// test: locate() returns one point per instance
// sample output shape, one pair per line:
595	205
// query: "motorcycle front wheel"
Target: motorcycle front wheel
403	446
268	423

WRITTEN INSTRUCTION - Edit these rows so that every "front wheel" becomes "rear wheel", leaving everything else unchanged.

SOLUTION -
// test: locate() returns one point per instance
// sample output shape, one pair per line:
595	205
// query: "motorcycle rear wheel"
Target: motorcycle rear wheel
403	446
268	423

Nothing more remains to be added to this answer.